### SOURCE
# Aruba - Divi Resorts Vs. Occidental



## johnf0614 (Jan 27, 2015)

Any suggestions for a family of 5 for Aruba.  Kids would be 9, 7, and 3.  Thinking of either the Occidental, or one of the Divi resorts.  If Divi, which resort is best for family?  Thanks!


----------



## ilene13 (Jan 28, 2015)

If you are exchanging and use II i would go to the Marriotts.  If RCI I would try Costa Linda, it is wonderful.


----------



## johnf0614 (Jan 28, 2015)

ilene13 said:


> If you are exchanging and use II i would go to the Marriotts.  If RCI I would try Costa Linda, it is wonderful.



I would be exchanging through RCI as I'm a Hilton owner.  I would have loved to exchange into the Marriott's though!


----------



## falmouth3 (Jan 28, 2015)

I've only stayed at the Divi Beach and Golf Resort.  It's not right on the water, but maybe a 5 minute walk from the beach.  IMO, the Divi beach is the best on the island.  It's not crowded, either. There were some fun pools at the Beach and Golf Resort, but perhaps that particular resort is not the best for small children.  Divi seems to have several resorts all clustered in the same location and I think you can use the the facilities at any of them.

I would not have enjoyed the beach in the high rise area because it's people upon people.

There are some Divi units right on the beach.  I will be staying at the Beach Villas at Divi Phoenix on my next trip there.  Already reserved and apparently newly renovated.

There are far more restaurants to choose from in the high rise area, but the grocery stores are close to the low-rise area.


----------



## ilene13 (Jan 28, 2015)

johnf0614 said:


> I would be exchanging through RCI as I'm a Hilton owner.  I would have loved to exchange into the Marriott's though!



I think Costa Linda is traded through RCI.  It is right on Eagle Beach and the units are newly renovated.  Wonderful property.


----------



## winnipiseogee (Jan 28, 2015)

Thanks for the Costa Linda mention.   I had always stuck with the Marriotts because I didn't see anything I loved in RCI.    After your suggestion and a little research I just put in an ongoing search for Costa Linda!!


----------



## Seaport104 (Jan 28, 2015)

I would add Playa Linda as well to search. It is beachfront on a nice beach and walking distance to all the restaurants. 

The Divi's are nice as well but not all parts of the resorts are beachfront. Hopefully a Divi expert can chime in and let us know which of the RCI resort numbers are beachfront.

The AI fees for Occidental are ridiculous. I highly doubt you would eat and drink enough to warrant the all inclusive fees, not to mention AI food is not that great.

### GIVEN INFORMATION
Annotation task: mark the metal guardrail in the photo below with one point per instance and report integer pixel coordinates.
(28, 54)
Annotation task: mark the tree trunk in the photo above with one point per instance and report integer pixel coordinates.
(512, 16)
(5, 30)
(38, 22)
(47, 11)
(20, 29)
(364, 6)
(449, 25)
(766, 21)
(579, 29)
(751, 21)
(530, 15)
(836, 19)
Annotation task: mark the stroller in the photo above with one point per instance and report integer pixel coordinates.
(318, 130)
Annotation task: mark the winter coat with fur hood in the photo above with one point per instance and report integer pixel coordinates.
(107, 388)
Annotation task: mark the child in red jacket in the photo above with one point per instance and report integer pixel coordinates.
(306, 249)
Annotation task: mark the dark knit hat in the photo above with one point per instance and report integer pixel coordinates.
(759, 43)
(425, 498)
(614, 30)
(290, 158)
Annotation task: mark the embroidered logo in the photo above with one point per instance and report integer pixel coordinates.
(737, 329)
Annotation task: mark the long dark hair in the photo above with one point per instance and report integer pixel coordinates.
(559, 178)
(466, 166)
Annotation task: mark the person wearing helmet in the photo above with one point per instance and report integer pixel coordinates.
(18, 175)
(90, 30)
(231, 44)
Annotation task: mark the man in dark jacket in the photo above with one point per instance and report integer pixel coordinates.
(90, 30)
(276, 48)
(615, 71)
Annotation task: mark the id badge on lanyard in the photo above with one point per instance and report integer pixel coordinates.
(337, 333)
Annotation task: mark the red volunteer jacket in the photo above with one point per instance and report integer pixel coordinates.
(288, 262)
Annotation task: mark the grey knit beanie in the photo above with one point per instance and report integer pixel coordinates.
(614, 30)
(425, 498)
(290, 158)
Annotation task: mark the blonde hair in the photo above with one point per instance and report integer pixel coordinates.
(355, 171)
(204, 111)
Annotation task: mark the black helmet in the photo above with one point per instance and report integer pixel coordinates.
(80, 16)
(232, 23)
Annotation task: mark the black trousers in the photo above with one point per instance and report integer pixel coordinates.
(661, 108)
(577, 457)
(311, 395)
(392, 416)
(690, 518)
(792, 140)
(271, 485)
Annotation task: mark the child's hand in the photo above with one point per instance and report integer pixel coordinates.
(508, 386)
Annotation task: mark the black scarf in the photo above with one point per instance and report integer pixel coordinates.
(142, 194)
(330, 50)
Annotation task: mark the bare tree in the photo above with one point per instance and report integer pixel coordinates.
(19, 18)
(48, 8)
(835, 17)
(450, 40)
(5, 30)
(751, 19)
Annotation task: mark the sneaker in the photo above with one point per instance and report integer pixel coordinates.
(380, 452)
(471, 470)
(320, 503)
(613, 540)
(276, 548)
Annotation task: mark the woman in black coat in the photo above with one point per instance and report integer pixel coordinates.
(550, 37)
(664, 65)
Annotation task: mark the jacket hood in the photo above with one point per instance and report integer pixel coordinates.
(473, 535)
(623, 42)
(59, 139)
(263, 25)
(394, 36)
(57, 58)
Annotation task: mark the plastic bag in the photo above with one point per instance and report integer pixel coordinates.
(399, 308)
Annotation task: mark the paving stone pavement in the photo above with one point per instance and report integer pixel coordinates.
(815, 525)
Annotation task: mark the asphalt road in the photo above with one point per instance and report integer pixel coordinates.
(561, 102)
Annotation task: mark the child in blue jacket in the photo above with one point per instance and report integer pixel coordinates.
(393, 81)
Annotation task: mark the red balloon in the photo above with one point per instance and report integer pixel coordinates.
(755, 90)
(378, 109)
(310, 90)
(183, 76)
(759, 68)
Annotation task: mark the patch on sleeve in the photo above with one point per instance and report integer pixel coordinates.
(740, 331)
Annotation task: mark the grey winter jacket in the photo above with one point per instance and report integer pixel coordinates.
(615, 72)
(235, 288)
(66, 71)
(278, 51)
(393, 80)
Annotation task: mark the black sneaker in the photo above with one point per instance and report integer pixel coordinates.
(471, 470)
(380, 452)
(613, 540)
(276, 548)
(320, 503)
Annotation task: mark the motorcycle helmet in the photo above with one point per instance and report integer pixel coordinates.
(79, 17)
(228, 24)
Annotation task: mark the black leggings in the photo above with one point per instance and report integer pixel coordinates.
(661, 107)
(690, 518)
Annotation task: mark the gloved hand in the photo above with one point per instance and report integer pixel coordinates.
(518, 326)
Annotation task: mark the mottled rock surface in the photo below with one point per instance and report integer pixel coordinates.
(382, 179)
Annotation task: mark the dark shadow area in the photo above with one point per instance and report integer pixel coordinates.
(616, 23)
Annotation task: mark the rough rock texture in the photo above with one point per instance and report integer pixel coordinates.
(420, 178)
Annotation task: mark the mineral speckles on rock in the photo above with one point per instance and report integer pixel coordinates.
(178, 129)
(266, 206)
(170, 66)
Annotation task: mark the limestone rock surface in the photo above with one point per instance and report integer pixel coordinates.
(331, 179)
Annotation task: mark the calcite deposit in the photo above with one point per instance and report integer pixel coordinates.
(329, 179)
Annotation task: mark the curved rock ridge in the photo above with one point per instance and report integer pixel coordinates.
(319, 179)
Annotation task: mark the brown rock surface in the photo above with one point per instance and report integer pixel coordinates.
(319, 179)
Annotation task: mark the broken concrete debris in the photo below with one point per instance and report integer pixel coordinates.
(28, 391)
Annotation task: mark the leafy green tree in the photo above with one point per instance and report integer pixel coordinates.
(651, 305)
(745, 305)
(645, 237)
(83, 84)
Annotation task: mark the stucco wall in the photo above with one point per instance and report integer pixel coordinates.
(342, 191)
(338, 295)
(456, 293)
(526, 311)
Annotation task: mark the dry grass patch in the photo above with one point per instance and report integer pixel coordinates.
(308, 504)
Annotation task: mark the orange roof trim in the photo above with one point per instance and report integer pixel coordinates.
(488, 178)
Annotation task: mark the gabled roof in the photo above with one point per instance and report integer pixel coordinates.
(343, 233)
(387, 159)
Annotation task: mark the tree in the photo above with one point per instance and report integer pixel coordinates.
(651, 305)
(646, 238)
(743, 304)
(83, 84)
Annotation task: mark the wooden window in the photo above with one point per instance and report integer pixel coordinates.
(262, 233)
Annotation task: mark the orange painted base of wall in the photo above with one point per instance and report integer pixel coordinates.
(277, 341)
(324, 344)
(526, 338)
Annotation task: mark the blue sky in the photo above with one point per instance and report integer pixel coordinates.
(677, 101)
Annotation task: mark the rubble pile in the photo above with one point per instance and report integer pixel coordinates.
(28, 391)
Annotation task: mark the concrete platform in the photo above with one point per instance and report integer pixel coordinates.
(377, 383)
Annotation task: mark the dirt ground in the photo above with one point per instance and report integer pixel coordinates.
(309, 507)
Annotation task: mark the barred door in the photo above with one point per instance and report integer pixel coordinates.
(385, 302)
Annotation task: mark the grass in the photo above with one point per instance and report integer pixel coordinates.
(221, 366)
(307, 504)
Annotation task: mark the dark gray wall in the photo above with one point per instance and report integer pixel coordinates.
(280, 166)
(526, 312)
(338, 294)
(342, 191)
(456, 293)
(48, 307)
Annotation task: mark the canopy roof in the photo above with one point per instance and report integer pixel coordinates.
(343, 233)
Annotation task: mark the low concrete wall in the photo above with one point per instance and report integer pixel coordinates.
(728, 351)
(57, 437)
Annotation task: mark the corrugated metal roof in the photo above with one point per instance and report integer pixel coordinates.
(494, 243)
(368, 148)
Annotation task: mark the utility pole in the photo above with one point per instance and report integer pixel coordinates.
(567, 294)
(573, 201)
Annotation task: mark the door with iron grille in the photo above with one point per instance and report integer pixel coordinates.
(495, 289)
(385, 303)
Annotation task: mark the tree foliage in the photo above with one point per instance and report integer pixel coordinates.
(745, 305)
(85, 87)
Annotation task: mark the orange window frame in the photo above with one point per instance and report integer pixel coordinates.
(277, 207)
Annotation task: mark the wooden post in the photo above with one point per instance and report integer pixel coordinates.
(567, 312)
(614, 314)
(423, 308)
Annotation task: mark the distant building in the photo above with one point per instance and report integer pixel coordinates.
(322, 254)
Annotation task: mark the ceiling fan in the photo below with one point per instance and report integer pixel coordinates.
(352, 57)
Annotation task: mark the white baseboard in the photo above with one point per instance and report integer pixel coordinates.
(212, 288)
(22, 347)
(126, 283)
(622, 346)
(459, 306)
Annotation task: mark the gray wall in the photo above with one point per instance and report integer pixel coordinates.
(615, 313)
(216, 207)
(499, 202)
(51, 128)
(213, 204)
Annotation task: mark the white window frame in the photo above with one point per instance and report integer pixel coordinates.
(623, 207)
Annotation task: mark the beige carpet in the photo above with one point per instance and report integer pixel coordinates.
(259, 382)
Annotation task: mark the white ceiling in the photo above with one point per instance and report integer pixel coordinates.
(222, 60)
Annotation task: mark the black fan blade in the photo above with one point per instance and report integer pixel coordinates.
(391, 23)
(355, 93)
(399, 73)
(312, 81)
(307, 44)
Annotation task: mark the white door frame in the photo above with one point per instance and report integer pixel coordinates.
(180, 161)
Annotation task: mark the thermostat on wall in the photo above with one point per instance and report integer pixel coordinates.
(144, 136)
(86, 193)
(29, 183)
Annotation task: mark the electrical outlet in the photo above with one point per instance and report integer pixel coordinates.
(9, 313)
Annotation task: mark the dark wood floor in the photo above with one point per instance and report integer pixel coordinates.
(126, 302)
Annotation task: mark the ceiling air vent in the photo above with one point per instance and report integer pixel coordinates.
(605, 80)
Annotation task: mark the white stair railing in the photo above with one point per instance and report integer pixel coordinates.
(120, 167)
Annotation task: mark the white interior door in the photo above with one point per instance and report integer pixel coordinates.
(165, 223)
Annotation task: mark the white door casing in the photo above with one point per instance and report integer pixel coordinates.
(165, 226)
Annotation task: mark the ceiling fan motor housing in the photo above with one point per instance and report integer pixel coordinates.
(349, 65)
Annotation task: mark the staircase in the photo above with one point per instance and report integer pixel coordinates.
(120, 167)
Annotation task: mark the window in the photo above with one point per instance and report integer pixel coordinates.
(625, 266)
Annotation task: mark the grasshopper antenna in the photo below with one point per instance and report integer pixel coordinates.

### INSTRUCTION
Pick up the Aruba resort thread right after its final sentence and carry it on. The listing is separate material, apart from the Aruba resort thread.

### EXPECTED OUTPUT
----------



## johnf0614 (Jan 28, 2015)

Yes after looking at the Occidental AI Fee's, I have ruled that out.  Thanks everyone for the other recommendations as well.


----------



## lindabren (Apr 1, 2015)

I just received a match for a 1 bedroom at the Divi Phoenix Beach resort - would you recommend this?


----------



## richontug (Apr 4, 2015)

Yes - we were there in February and it is now our favorite "winter" resort.

Rich


----------



## wptamo (Apr 4, 2015)

Agree, we stayed at divi Phoenix in Jan. Really enjoyed it. I have stayed there twice and will go back. We also have stayed twice at Divi golf two times also nice stays. The first time was with the kids 11 & 12. Pool with slide was fun, beach also very nice!


----------



## dbs1228 (Apr 26, 2015)

lindabren said:


> I just received a match for a 1 bedroom at the Divi Phoenix Beach resort - would you recommend this?



Just got home yesterday from the Divi Phoenix Beach resort and LOVED IT!  I felt the 1 bedrooms units were spacious 900 SQ FT and 2 full beautiful bathrooms.  It is right on the beach, nice pools and quiet.  We utilized the grills a few nights which was really nice and saved money on our dining bill.  The washer/dyer combo was a challenge but once we figured it out it worked ok.  The only downside for us (2 couples) was the chairs at the pool and beach - people will put towels out at 7AM and not show up until 11AM and nothing is done about it.  We always found chairs but it was sometimes a challenge.  We rented a jeep for the week and did a big grocery shop, went to a few snorkeling places on our own and explored the entire island several times!  I love Aruba

I just noticed you are a family of 5 - does the Divi offer a roll a way bed? the units only sleep 4!  I just noticed you posted that


----------



## falmouth3 (Apr 26, 2015)

Thanks for all the comments on the Divi Phoenix.  We'll be heading there soon, an exchange through SFX. Looking forward to it!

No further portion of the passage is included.